| TASK REQUIREMENTS |
Could you transcribe all the entries exactly, omitting the pictures?

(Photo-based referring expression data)
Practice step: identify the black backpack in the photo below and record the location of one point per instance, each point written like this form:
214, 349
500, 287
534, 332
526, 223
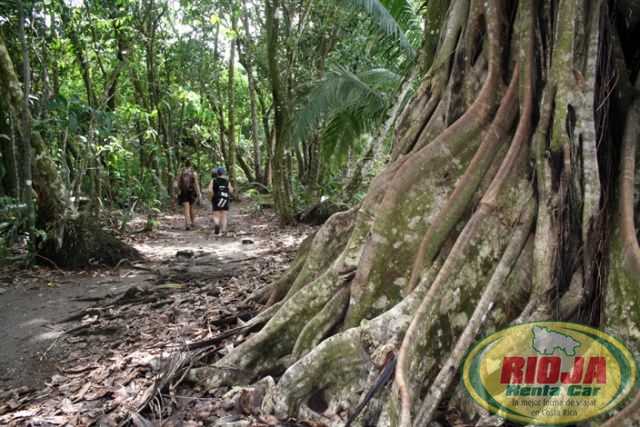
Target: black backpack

| SOLUTION FOR THIS PROBLEM |
Practice step: identify the black backpack in the photo below and record the location of one point per instance, each point written like this form:
214, 349
500, 287
534, 332
526, 223
Target: black backpack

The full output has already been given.